- Task requirements -
Copy the records below exactly, leaving out any pictures.

- Stored dataset items -
* start *

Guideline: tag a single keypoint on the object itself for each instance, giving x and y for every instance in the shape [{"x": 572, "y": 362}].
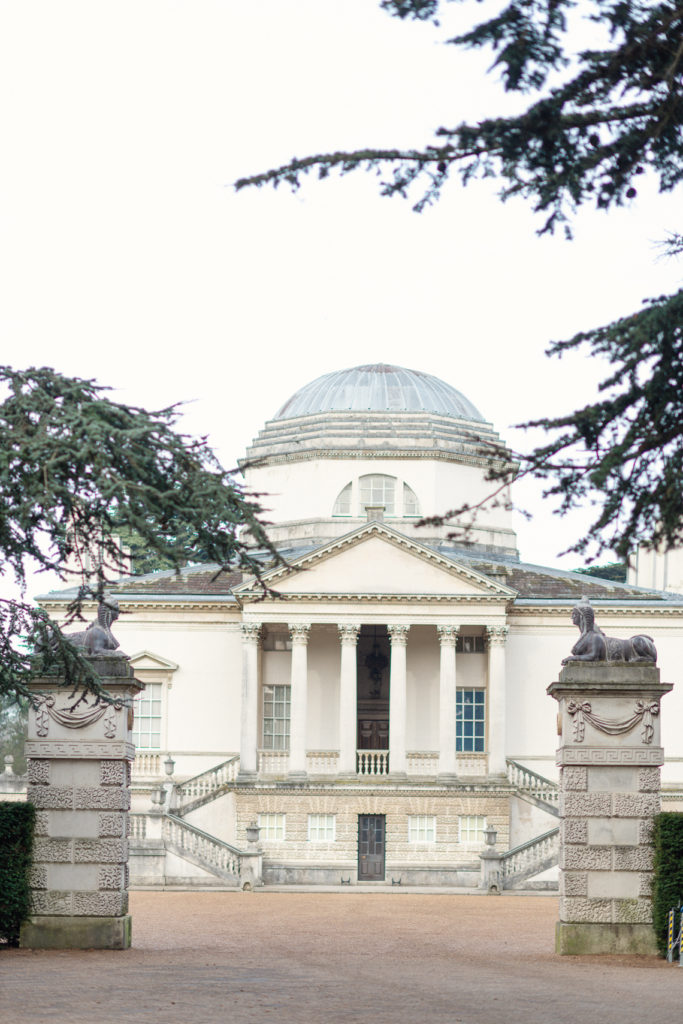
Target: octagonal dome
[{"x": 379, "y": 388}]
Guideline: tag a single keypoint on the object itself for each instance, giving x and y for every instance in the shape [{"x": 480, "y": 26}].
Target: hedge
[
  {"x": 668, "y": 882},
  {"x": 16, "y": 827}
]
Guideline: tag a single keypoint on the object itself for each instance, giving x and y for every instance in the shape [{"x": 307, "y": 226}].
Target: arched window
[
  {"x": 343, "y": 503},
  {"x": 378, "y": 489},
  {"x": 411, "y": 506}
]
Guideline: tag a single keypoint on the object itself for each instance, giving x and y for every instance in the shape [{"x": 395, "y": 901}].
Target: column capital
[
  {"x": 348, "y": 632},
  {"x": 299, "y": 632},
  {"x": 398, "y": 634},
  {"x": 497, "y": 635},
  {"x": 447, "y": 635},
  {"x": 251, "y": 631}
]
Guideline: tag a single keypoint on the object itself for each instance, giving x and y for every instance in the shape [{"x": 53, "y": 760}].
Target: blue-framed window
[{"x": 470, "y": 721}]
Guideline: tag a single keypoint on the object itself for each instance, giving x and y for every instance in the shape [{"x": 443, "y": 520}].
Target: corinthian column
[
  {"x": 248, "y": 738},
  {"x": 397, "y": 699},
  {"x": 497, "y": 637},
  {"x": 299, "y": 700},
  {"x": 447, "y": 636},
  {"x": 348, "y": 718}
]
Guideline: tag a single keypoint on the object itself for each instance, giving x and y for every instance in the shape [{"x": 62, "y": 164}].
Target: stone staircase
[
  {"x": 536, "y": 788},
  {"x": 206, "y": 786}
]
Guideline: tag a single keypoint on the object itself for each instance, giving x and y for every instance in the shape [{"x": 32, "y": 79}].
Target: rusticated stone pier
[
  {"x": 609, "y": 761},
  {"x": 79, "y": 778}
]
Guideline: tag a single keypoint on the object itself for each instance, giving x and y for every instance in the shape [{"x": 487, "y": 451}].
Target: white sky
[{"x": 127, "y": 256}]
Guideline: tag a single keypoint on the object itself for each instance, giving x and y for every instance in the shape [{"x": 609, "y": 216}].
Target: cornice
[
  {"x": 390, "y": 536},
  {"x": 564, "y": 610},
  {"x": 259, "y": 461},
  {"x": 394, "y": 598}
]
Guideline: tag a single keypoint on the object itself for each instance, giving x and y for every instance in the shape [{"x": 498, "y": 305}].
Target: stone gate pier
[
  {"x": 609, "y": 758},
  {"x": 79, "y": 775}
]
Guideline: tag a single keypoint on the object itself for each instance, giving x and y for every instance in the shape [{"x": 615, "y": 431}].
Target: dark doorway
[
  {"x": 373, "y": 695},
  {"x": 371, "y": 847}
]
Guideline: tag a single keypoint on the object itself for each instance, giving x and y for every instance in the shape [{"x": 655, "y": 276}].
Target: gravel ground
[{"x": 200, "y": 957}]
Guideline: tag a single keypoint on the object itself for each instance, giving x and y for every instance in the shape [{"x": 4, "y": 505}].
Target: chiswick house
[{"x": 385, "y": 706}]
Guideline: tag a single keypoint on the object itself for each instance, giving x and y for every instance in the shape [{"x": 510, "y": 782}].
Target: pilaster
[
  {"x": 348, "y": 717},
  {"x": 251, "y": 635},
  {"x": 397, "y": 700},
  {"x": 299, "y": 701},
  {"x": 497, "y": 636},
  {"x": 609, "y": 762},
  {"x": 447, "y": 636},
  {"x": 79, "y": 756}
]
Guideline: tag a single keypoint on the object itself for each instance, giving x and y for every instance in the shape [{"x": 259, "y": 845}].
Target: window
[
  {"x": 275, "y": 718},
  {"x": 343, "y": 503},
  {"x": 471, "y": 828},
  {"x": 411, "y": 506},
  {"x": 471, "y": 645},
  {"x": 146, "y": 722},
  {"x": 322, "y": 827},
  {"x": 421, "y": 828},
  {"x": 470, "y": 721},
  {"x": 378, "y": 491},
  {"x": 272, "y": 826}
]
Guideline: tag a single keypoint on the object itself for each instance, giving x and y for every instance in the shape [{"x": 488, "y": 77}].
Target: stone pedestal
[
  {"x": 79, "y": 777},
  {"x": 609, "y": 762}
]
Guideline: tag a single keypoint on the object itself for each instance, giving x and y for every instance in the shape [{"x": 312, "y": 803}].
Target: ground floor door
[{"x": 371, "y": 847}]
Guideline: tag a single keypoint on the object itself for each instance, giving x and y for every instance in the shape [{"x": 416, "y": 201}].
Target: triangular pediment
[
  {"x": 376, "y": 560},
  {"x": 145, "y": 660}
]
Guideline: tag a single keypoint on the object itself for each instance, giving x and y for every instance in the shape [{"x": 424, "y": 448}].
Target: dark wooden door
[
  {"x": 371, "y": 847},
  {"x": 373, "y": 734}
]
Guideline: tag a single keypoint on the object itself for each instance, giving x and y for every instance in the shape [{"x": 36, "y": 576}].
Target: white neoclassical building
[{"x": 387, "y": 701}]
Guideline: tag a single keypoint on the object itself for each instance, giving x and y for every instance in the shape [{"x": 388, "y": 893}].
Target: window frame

* end *

- Expected answer -
Guideline: tag a single keypoint on the object itself for each instance, giving x and y for every instance in the shape [{"x": 572, "y": 362}].
Target: octagonal dome
[{"x": 379, "y": 388}]
Guideline: tag a single keypoint on the object itself for each instance, giving x and y for every instance in the shape [{"x": 480, "y": 26}].
Target: hedge
[
  {"x": 668, "y": 882},
  {"x": 16, "y": 827}
]
Guideline: tag a single keypoint on the object itself for each instance, giving x and y for every instance in the shape [{"x": 307, "y": 226}].
Target: arched window
[
  {"x": 343, "y": 503},
  {"x": 378, "y": 489},
  {"x": 411, "y": 506}
]
Guideline: tag a single keypoint on the object itself for each instance, giving x and y for every instance in the shape [{"x": 395, "y": 901}].
Target: column capital
[
  {"x": 348, "y": 632},
  {"x": 299, "y": 632},
  {"x": 398, "y": 634},
  {"x": 497, "y": 635},
  {"x": 447, "y": 635},
  {"x": 251, "y": 631}
]
Guideline: tag a single keypoint on the object itself for each instance, giving x and y for every instance in the shape [{"x": 53, "y": 760}].
Target: blue-framed window
[{"x": 470, "y": 721}]
Guideline: tag a single keypoint on the object itself for each instance, giving x and y for every instance in the shape [{"x": 443, "y": 520}].
Target: corinthian column
[
  {"x": 248, "y": 738},
  {"x": 397, "y": 699},
  {"x": 497, "y": 637},
  {"x": 299, "y": 700},
  {"x": 447, "y": 636},
  {"x": 348, "y": 718}
]
Guideline: tag a single keypoint on the object itself for each instance, giving x and y for every instance in the shape [{"x": 62, "y": 164}].
Target: stone staircase
[
  {"x": 536, "y": 788},
  {"x": 206, "y": 786}
]
Guideline: tag a single keypoint on the object itself for each instance, giving x and y for every instance in the shape [{"x": 32, "y": 79}].
Target: rusticated stone pier
[
  {"x": 609, "y": 761},
  {"x": 79, "y": 778}
]
Guideline: tag a single keypoint on the object itself for each instance, giving x and y for every instance in the shape [{"x": 487, "y": 451}].
Target: white sky
[{"x": 127, "y": 256}]
Guideline: tag a single keypoint on the object itself for each instance, giving x and y for every instance in the shape [{"x": 609, "y": 216}].
Target: cornice
[
  {"x": 390, "y": 536},
  {"x": 564, "y": 610},
  {"x": 259, "y": 461},
  {"x": 394, "y": 598}
]
Guideline: tag a single keypoint on the object itself for each instance, giving x and y for every instance in the shape [{"x": 498, "y": 305}].
Target: stone gate pier
[
  {"x": 609, "y": 758},
  {"x": 79, "y": 775}
]
Guideline: tag a single keypoint on the object itself for each instance, giving x and y for every instance in the shape [{"x": 615, "y": 431}].
Target: dark doorway
[
  {"x": 373, "y": 695},
  {"x": 371, "y": 847}
]
Guideline: tag a single keypoint on the object itself for each instance, giving x and y for every instance in the shape [{"x": 655, "y": 276}].
Target: gravel ground
[{"x": 200, "y": 957}]
Guideline: tag a single keypoint on the object itself for each instance, giving x and y for every instance in the shape [{"x": 4, "y": 505}].
Target: chiswick house
[{"x": 385, "y": 706}]
Guideline: tag a single keypoint on the object itself for each instance, giving x and y for every instance in the shape [{"x": 510, "y": 782}].
Target: pilaster
[
  {"x": 348, "y": 717},
  {"x": 251, "y": 635},
  {"x": 397, "y": 700},
  {"x": 299, "y": 701},
  {"x": 497, "y": 636},
  {"x": 609, "y": 762},
  {"x": 447, "y": 636},
  {"x": 79, "y": 756}
]
Guideline: tag a single keypoint on the object itself for each instance, giving x and y for every instance in the shape [{"x": 259, "y": 845}].
Target: window
[
  {"x": 275, "y": 718},
  {"x": 343, "y": 503},
  {"x": 471, "y": 828},
  {"x": 411, "y": 506},
  {"x": 471, "y": 645},
  {"x": 146, "y": 722},
  {"x": 322, "y": 827},
  {"x": 421, "y": 828},
  {"x": 470, "y": 721},
  {"x": 378, "y": 491},
  {"x": 272, "y": 826}
]
Guideline: tag a single keypoint on the object itself for each instance, giving x and y for every instance in the shape [{"x": 488, "y": 77}].
Target: stone pedestal
[
  {"x": 79, "y": 777},
  {"x": 609, "y": 762}
]
Guideline: tag a single keypoint on the object itself for each instance, giving x and y for every instance in the shape [{"x": 312, "y": 803}].
Target: ground floor door
[{"x": 371, "y": 847}]
Guideline: tag a single keypoint on the object itself for each instance, giving x and y for every instance in the shape [{"x": 416, "y": 201}].
Target: triangular pediment
[
  {"x": 376, "y": 560},
  {"x": 145, "y": 660}
]
Guideline: tag a single keypoint on the object itself for each instance, giving x and y for every instance in the shape [{"x": 424, "y": 448}].
Target: dark wooden door
[
  {"x": 371, "y": 847},
  {"x": 373, "y": 734}
]
Guideline: tag a single keypoint on the object itself for each instance, giving x and y for every instance in the shape [{"x": 36, "y": 576}].
Target: white neoclassical building
[{"x": 387, "y": 701}]
Guideline: tag a single keypoint on the object itself for each instance, giving x and y for every instance in the shape [{"x": 388, "y": 893}].
Target: window frame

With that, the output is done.